TASK TO CARRY OUT
Show every line of the records that contains the word "shopping", copying each line in full.

[Begin RECORDS SHOWN]

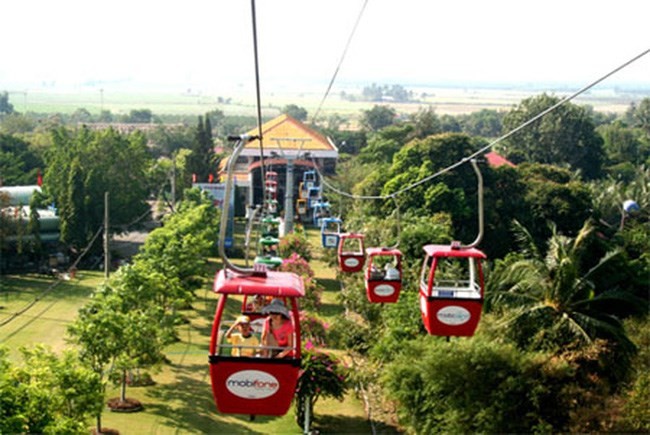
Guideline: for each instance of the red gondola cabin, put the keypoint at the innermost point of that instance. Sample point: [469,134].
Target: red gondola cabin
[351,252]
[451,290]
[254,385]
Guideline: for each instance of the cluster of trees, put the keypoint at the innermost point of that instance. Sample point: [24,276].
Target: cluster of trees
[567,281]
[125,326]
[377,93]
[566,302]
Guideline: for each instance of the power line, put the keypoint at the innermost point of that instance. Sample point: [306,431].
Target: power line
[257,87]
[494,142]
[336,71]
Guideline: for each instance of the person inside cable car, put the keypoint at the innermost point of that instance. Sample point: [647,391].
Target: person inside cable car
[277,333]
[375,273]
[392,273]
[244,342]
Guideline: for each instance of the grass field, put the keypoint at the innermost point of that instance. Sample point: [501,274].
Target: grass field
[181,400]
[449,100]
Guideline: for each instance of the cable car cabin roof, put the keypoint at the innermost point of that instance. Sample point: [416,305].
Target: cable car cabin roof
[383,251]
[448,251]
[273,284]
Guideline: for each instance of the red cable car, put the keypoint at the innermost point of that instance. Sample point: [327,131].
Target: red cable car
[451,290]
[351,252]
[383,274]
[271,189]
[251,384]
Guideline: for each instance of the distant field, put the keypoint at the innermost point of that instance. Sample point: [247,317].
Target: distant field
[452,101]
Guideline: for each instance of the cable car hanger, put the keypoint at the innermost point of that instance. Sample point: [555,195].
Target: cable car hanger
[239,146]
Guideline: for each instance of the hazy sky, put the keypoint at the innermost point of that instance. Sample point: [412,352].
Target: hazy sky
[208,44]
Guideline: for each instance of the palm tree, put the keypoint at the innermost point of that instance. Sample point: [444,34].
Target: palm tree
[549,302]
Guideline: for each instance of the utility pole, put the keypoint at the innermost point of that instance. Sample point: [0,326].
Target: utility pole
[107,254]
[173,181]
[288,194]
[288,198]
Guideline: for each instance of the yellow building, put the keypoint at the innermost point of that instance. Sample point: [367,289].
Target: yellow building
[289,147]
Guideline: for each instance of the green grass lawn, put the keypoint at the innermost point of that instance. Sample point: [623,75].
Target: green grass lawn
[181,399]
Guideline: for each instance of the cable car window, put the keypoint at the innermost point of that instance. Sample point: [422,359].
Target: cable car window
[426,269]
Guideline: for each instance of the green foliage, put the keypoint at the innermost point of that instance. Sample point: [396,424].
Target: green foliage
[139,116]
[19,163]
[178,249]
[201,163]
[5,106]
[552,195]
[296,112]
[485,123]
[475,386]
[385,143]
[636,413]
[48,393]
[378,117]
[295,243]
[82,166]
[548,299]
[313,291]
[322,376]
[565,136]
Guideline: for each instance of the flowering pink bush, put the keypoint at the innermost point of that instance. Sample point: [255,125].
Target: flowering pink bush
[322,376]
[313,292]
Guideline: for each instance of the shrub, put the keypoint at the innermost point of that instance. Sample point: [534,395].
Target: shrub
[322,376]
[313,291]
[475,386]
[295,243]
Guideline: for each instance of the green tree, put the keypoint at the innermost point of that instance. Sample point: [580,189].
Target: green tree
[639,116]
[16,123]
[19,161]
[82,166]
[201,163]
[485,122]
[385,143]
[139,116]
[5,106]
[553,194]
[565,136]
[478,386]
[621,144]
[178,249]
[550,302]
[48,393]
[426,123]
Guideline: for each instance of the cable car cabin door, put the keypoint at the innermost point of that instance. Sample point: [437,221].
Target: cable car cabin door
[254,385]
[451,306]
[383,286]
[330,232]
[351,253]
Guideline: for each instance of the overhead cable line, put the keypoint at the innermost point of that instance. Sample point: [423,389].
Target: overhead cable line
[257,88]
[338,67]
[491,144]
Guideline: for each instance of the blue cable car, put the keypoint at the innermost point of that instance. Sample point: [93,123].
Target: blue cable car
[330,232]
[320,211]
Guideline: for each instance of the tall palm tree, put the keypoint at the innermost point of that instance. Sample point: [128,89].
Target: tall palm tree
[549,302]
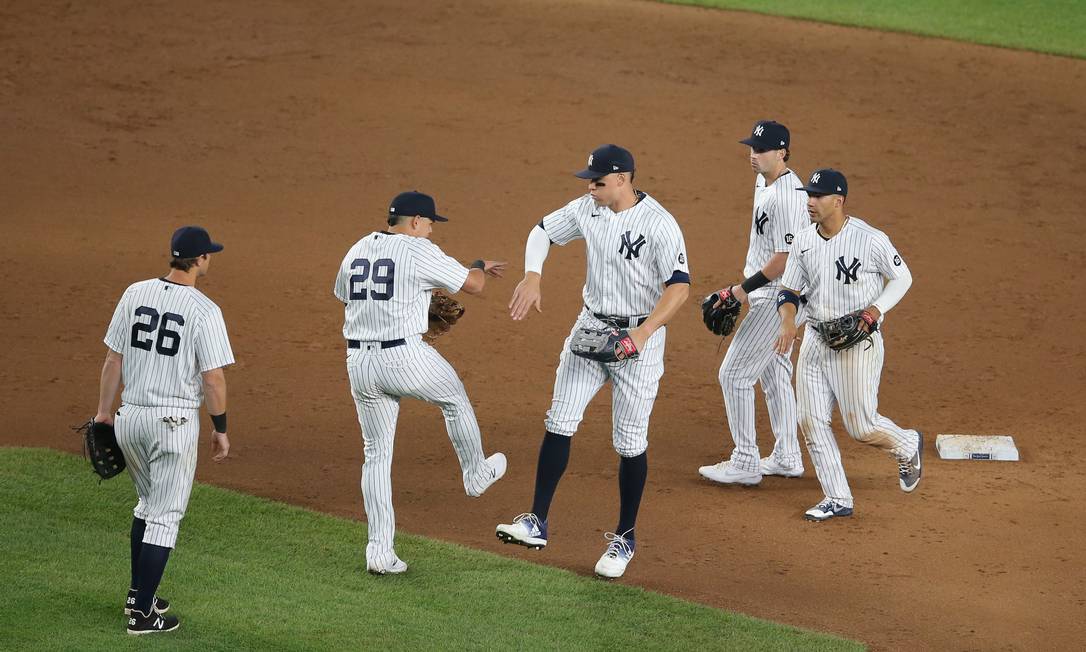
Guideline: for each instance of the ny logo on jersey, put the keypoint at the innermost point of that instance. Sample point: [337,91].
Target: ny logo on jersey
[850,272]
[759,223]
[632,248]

[End RECORDS SHOWN]
[Begin RECORDS SHOWN]

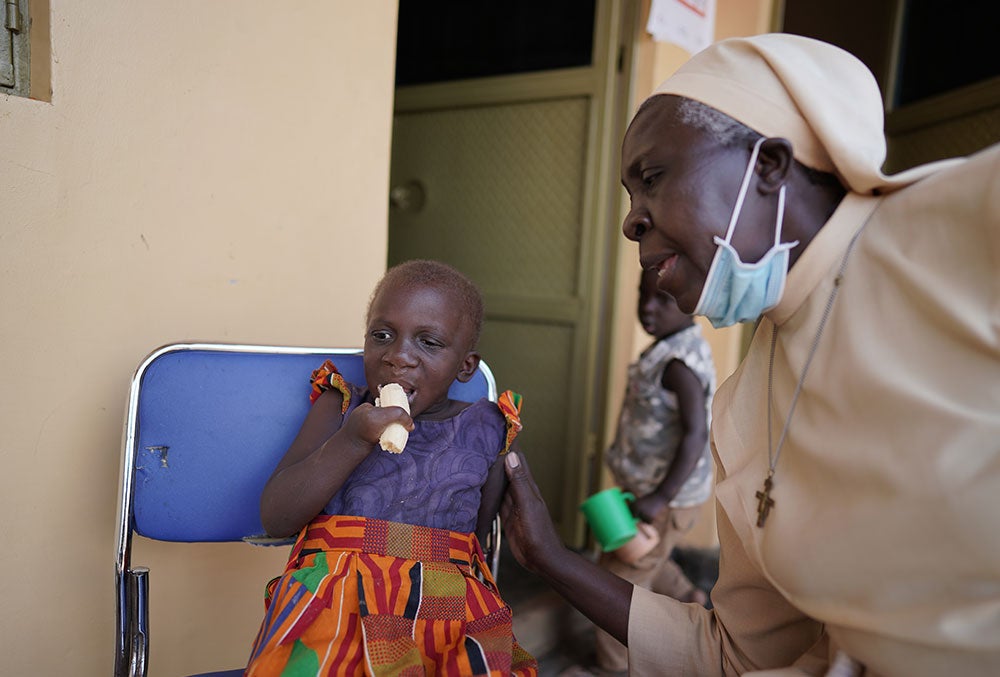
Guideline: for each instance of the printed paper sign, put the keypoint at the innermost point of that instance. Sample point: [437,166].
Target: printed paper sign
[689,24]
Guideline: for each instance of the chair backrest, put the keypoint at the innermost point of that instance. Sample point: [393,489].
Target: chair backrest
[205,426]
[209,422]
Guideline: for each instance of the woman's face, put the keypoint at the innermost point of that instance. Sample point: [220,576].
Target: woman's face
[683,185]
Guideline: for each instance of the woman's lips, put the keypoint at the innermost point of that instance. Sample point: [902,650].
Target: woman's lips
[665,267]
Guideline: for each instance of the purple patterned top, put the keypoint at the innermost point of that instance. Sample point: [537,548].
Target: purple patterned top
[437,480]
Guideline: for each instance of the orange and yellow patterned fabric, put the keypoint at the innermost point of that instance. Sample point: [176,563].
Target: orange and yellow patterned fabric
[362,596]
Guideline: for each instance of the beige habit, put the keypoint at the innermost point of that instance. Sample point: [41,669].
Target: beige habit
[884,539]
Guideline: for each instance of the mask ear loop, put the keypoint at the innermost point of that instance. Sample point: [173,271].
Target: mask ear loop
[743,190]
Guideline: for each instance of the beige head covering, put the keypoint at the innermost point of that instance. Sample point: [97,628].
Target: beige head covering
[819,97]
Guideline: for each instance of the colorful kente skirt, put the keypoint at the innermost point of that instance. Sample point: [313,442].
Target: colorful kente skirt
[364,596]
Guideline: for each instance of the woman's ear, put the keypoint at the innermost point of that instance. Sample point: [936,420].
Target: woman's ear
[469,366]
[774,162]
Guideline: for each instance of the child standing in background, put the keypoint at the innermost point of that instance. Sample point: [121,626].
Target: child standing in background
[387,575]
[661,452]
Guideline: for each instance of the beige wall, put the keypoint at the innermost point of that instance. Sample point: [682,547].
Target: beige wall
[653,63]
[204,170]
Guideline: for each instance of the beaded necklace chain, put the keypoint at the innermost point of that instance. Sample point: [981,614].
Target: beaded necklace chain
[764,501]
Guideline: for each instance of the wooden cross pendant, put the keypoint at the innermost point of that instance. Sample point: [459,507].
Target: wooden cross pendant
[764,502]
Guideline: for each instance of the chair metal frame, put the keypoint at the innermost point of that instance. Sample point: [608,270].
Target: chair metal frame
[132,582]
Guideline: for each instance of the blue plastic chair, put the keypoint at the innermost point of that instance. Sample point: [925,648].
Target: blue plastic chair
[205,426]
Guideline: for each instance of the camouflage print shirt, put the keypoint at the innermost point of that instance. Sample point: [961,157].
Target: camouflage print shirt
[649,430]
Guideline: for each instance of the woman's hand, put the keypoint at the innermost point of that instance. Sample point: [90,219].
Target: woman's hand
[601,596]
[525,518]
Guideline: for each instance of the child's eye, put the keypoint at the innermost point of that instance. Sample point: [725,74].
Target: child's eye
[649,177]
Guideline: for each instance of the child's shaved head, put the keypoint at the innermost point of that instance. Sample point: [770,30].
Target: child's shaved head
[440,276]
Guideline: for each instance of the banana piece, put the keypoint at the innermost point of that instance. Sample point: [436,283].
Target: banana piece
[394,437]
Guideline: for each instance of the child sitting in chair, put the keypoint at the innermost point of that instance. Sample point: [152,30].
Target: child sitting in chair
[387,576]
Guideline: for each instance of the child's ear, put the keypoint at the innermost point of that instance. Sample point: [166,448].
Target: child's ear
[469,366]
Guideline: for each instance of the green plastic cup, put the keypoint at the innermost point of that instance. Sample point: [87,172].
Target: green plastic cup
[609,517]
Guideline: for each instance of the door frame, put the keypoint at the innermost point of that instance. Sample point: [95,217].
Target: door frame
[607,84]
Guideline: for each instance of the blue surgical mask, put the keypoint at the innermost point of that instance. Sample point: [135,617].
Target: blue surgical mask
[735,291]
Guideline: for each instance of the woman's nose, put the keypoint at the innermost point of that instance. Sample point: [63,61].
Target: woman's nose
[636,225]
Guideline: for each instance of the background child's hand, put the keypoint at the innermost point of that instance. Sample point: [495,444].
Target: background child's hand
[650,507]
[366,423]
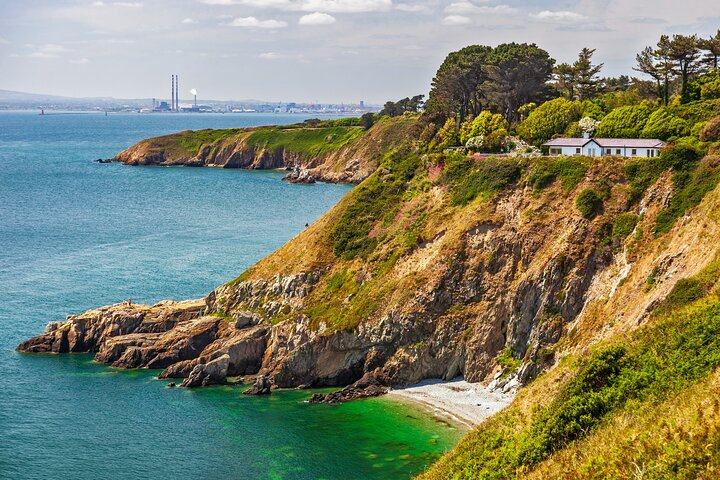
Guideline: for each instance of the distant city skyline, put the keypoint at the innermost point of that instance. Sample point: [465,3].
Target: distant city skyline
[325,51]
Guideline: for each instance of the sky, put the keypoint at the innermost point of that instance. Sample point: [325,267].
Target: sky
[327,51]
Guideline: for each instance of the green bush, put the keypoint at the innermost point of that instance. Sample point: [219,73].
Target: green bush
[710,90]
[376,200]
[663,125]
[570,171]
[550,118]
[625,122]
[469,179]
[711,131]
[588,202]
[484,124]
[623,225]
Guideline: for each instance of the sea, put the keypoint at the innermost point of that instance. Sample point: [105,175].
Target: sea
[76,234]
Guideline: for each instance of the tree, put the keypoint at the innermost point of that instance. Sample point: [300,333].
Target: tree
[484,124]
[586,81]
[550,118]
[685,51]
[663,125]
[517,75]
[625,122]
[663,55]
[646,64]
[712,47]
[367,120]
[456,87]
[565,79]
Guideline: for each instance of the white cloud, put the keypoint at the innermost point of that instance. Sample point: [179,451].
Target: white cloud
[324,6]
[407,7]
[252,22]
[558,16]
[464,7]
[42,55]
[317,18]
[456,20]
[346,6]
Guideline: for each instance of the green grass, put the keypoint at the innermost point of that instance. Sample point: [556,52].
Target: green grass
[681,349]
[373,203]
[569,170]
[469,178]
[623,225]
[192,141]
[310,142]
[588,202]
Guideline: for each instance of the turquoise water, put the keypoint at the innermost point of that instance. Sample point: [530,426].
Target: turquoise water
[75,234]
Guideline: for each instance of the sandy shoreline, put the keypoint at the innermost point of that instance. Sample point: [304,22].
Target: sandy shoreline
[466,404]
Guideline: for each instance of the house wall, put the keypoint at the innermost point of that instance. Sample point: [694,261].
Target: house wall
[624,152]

[End RECORDS SHOWN]
[Begin RECORDS SHOWN]

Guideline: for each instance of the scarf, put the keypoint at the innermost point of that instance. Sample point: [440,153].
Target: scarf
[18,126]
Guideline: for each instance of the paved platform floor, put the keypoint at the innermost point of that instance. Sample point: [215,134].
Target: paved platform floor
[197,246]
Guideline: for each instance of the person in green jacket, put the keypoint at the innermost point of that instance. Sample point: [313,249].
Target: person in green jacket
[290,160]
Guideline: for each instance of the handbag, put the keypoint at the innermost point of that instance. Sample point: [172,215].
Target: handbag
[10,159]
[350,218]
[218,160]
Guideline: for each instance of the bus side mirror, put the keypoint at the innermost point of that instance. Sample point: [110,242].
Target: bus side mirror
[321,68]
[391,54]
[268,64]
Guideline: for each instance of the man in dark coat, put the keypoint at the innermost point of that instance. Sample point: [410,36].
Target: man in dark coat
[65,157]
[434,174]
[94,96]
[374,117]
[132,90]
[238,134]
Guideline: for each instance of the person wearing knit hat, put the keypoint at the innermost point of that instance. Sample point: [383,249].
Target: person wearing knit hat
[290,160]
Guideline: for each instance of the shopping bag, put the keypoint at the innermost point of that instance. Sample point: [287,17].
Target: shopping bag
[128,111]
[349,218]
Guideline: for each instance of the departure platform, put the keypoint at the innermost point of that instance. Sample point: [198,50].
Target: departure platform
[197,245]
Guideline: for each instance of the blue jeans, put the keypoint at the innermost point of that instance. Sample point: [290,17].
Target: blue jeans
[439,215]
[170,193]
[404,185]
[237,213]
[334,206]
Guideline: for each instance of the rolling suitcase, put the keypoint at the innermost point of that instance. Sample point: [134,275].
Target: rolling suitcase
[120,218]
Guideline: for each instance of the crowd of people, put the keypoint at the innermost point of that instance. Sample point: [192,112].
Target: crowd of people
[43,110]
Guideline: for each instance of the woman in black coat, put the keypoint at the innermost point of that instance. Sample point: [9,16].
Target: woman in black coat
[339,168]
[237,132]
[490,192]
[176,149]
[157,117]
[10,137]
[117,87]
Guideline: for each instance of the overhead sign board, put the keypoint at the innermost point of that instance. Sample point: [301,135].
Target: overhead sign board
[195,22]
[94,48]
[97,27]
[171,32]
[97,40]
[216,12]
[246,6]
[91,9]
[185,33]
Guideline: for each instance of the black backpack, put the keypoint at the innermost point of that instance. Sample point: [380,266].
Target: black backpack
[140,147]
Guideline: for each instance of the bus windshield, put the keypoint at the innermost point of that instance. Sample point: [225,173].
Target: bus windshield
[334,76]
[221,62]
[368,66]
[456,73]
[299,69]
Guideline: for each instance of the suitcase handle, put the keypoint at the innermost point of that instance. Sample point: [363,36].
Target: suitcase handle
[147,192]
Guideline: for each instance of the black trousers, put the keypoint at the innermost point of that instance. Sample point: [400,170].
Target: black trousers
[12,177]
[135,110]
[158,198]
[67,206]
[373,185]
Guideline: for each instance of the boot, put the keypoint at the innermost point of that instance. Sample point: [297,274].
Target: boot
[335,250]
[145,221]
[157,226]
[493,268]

[End RECORDS SHOWN]

OUTPUT BELOW
Guideline: for each instance of the shopping bag, put the keypoint at the innermost point of that instance. Sample point: [287,17].
Target: shopping bag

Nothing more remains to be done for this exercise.